WORK TASK -> Your output must match the records below character for character.

RAW DATA ->
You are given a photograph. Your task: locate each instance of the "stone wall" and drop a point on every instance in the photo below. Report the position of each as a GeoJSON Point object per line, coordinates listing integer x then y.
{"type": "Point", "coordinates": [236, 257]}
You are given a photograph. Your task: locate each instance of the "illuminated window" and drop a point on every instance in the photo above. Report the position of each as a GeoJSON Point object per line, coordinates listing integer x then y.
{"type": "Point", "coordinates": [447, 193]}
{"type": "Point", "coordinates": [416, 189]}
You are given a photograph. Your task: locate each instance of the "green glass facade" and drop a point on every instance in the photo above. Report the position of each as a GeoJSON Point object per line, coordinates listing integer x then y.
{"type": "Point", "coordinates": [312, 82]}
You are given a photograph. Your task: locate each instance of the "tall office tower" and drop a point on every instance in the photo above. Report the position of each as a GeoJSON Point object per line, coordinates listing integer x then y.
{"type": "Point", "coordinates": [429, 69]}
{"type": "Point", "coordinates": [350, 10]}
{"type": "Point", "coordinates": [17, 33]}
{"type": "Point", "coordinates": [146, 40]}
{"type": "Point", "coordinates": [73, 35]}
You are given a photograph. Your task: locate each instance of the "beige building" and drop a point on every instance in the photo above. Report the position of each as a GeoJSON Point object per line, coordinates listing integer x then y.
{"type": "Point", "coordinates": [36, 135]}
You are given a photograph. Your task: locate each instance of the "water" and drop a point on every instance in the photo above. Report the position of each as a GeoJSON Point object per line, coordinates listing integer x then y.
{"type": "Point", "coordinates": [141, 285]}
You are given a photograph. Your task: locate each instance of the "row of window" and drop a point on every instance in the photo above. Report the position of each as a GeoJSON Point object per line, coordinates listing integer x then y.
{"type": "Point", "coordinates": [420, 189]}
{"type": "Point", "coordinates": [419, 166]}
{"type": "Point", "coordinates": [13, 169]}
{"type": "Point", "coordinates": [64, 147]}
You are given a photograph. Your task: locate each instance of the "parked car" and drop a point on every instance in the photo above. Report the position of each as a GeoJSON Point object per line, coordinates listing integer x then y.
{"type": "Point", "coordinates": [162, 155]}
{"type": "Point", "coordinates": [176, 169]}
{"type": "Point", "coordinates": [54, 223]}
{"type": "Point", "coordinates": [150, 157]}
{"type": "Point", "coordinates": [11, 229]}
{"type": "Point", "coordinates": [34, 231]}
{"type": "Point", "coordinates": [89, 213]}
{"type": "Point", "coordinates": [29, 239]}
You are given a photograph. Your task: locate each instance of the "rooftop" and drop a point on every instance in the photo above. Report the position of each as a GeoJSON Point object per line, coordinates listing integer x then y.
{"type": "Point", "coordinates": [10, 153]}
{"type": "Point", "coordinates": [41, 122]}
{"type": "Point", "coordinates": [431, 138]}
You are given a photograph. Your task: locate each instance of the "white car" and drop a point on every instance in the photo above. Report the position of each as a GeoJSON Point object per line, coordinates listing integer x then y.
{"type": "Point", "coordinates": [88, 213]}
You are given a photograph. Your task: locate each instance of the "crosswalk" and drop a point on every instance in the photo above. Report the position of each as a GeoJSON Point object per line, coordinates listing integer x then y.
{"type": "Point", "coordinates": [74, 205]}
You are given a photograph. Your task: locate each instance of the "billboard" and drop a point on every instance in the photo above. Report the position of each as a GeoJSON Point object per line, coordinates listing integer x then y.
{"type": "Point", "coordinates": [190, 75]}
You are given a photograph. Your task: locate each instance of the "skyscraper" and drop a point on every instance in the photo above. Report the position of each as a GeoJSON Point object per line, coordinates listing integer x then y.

RESPONSE ->
You are given a photograph. Your task: locate each instance of the "stone wall" and drop a point on every instance in the photo below. Report the position of each as a GeoJSON Point object per line, coordinates listing integer x then y.
{"type": "Point", "coordinates": [236, 257]}
You are given a photograph. Your task: locate each instance of the "illuminated window" and drop a point on every instance in the photo above. Report the position of each as a GeoJSON Point object per line, coordinates listing integer x then y.
{"type": "Point", "coordinates": [447, 193]}
{"type": "Point", "coordinates": [416, 189]}
You are given a photograph. Your task: locate each instance of the "green glass facade" and drop a point on every instance in the photo above. Report the position of each as a GeoJSON Point object per line, coordinates listing integer x then y.
{"type": "Point", "coordinates": [312, 82]}
You are given a photograph. Your task: locate each instance of the "tall office tower" and drop a point on every instance in the photo above. Report the position of each as a GeoJSON Point object per line, coordinates listing integer x then y.
{"type": "Point", "coordinates": [429, 69]}
{"type": "Point", "coordinates": [350, 10]}
{"type": "Point", "coordinates": [17, 33]}
{"type": "Point", "coordinates": [146, 40]}
{"type": "Point", "coordinates": [73, 35]}
You are given a photograph. Your task: locate each instance of the "beige building" and drop a point on every instance in the photo above. Report the position of each as a GeoJSON Point object per line, coordinates listing integer x then y.
{"type": "Point", "coordinates": [36, 135]}
You are given a photograph. Your task: locate each instance of the "water" and drop a point on every instance in the photo above. Report the position of each as a GeoJSON Point object per line, coordinates listing integer x then y.
{"type": "Point", "coordinates": [141, 285]}
You are given a photograph. Your task: locate each instance of the "row of window" and drop a point on every instance in the photo above. Report the position of each as a GeoJSON Point object per line, coordinates listing integer x then y.
{"type": "Point", "coordinates": [420, 189]}
{"type": "Point", "coordinates": [419, 166]}
{"type": "Point", "coordinates": [13, 169]}
{"type": "Point", "coordinates": [64, 147]}
You are given a photograph. Your task: locate each instance of the "parked car" and drop a point on every instance in the photo above. Report the position of each as a GeoJSON Point object per line, coordinates listing integer x then y.
{"type": "Point", "coordinates": [162, 155]}
{"type": "Point", "coordinates": [176, 169]}
{"type": "Point", "coordinates": [54, 223]}
{"type": "Point", "coordinates": [150, 157]}
{"type": "Point", "coordinates": [11, 229]}
{"type": "Point", "coordinates": [34, 231]}
{"type": "Point", "coordinates": [89, 213]}
{"type": "Point", "coordinates": [29, 239]}
You are given a photograph. Your task: locate each instance of the "rooftop" and drop a point on every instance in the photo above. Report the position of each as a GeoJSON Point object per line, coordinates listing integer x then y.
{"type": "Point", "coordinates": [10, 153]}
{"type": "Point", "coordinates": [41, 122]}
{"type": "Point", "coordinates": [431, 138]}
You are given a photograph. Your task: locate each instance of the "white car" and drop a point on every instance in the photo above. Report the position of each as a GeoJSON Point object per line, coordinates listing integer x then y.
{"type": "Point", "coordinates": [88, 213]}
You are given a photograph. Your task: locate each instance of the "crosswalk" and drop a point on every instance in the photo above. Report the position of each as a GeoJSON Point object per line, coordinates listing integer x then y.
{"type": "Point", "coordinates": [74, 205]}
You are given a photograph. Your task: locate each instance of the "billboard" and drop a point on every instance in the photo above. Report the position of each as a GeoJSON Point object per line, coordinates listing integer x then y.
{"type": "Point", "coordinates": [190, 75]}
You are given a photograph. Your task: locate each instance of the "skyscraper" and drop a point on every instance in the photo above. Report the position of each as a GeoJSON Point object per line, coordinates listing integer x then y.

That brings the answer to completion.